YOUR INSTRUCTIONS: Locate every line in the records that contains the word "white" and copy each one. Treat uppercase and lowercase as different.

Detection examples

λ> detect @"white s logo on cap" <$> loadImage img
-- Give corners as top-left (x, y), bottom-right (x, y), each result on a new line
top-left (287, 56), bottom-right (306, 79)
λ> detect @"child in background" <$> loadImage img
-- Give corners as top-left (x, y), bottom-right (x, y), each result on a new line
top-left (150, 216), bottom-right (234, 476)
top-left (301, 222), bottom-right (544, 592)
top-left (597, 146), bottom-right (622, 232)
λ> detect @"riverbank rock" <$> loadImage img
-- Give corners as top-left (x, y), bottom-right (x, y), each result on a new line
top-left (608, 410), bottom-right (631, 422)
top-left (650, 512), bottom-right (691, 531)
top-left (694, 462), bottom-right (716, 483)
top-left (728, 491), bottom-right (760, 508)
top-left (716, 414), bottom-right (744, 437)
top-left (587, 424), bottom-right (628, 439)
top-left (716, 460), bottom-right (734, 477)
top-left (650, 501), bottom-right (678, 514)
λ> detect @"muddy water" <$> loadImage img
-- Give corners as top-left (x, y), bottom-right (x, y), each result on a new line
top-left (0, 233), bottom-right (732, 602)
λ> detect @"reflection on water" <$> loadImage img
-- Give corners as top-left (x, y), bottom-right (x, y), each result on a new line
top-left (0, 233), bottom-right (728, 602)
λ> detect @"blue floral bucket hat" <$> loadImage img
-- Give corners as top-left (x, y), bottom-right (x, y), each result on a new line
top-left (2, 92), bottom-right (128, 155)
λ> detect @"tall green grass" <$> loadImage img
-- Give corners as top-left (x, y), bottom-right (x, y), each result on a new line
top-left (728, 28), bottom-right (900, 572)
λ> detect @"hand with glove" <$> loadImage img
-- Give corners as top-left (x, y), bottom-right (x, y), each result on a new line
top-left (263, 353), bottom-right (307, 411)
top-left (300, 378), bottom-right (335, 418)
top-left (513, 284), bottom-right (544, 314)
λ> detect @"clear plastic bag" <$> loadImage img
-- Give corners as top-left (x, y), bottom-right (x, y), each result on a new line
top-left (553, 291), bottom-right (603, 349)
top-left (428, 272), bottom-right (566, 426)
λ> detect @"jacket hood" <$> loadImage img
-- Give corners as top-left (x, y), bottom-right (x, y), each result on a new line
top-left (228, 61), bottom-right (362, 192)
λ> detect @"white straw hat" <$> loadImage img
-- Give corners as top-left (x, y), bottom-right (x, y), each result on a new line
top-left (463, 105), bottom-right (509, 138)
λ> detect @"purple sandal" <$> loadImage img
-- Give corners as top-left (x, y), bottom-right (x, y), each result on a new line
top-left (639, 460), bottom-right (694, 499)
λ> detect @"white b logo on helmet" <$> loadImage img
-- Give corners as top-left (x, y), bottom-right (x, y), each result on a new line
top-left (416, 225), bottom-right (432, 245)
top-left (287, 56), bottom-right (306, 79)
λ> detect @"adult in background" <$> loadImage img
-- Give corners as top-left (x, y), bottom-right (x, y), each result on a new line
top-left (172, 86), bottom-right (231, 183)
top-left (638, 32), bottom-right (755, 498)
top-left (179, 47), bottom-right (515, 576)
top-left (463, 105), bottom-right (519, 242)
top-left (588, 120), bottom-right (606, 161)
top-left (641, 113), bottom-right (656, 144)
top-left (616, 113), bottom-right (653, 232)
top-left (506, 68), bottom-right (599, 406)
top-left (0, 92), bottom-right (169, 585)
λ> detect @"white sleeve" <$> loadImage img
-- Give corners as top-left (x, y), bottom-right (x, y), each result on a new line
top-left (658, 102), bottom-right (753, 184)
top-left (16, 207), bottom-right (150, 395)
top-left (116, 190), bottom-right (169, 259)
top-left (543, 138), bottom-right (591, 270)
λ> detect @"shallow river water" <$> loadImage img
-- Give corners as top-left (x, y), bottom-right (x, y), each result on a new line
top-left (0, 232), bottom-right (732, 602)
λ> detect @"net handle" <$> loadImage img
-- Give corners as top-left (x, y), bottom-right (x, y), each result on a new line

TASK OUTPUT:
λ> detect @"white s logo on cap" <$> loadImage img
λ> detect @"white straw hat" <$> loadImage img
λ> detect @"white b logo on helmet" <$> loadImage img
λ> detect @"white sleeve" <$> loadImage img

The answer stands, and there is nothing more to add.